■ Aim of the task:
Return the following data lines unchanged.

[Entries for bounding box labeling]
+ + + + + + +

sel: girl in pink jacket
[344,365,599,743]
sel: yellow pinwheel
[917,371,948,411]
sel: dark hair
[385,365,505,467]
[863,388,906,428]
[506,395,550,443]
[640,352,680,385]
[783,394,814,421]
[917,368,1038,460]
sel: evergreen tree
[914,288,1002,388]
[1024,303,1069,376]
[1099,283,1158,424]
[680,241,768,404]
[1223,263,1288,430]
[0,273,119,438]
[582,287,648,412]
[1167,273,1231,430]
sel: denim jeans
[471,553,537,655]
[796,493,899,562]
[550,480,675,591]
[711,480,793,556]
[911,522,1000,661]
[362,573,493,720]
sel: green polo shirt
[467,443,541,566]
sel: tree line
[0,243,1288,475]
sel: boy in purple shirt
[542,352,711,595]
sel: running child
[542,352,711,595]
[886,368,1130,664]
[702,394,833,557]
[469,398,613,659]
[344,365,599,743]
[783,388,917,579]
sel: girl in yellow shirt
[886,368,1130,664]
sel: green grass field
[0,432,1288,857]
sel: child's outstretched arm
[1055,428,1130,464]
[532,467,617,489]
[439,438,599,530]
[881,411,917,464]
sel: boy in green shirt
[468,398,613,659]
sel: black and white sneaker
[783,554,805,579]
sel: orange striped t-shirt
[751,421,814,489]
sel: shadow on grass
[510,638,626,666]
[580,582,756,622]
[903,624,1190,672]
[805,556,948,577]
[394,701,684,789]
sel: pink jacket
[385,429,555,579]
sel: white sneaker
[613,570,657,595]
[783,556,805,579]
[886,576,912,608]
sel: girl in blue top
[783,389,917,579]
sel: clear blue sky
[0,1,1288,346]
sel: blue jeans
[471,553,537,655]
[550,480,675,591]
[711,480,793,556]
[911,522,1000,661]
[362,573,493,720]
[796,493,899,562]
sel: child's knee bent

+ + + + + + +

■ The result:
sel: girl in pink jacket
[344,365,599,743]
sel: yellow pinwheel
[917,371,948,411]
sel: dark hair
[385,365,505,467]
[863,388,906,428]
[506,395,550,443]
[640,352,680,385]
[783,394,814,421]
[917,368,1038,460]
sel: evergreen tree
[914,288,1002,388]
[1024,303,1069,376]
[1099,283,1158,424]
[680,241,768,404]
[1223,263,1288,430]
[0,273,119,438]
[582,287,648,412]
[1167,273,1231,430]
sel: denim jeans
[471,553,537,655]
[796,493,899,562]
[550,480,675,591]
[711,480,793,556]
[911,522,1000,661]
[362,573,493,720]
sel: green polo shirt
[467,443,541,566]
sel: tree line
[0,243,1288,475]
sel: boy in purple shirt
[542,352,711,595]
sel: running child
[542,352,711,595]
[886,368,1130,664]
[702,394,833,557]
[469,398,613,659]
[344,365,599,743]
[783,388,917,579]
sel: girl in yellow shirt
[886,368,1130,664]
sel: green grass field
[0,432,1288,857]
sel: child's outstretched arm
[1055,428,1130,464]
[532,467,617,489]
[439,438,599,530]
[881,411,917,464]
sel: boy in green shirt
[468,398,613,659]
sel: black and white sneaker
[783,554,805,579]
sel: orange striped t-shirt
[751,421,814,489]
sel: shadow on grass
[510,638,626,666]
[580,582,756,622]
[903,624,1190,672]
[805,556,948,577]
[394,701,684,789]
sel: pink jacket
[385,429,555,579]
sel: white sneaker
[613,570,657,595]
[783,556,805,579]
[886,576,912,608]
sel: girl in blue top
[783,389,917,579]
sel: clear blue sky
[0,1,1288,346]
sel: blue jeans
[471,553,537,655]
[550,480,675,591]
[711,480,793,556]
[911,522,1000,661]
[362,573,493,720]
[796,493,899,562]
sel: child's knee bent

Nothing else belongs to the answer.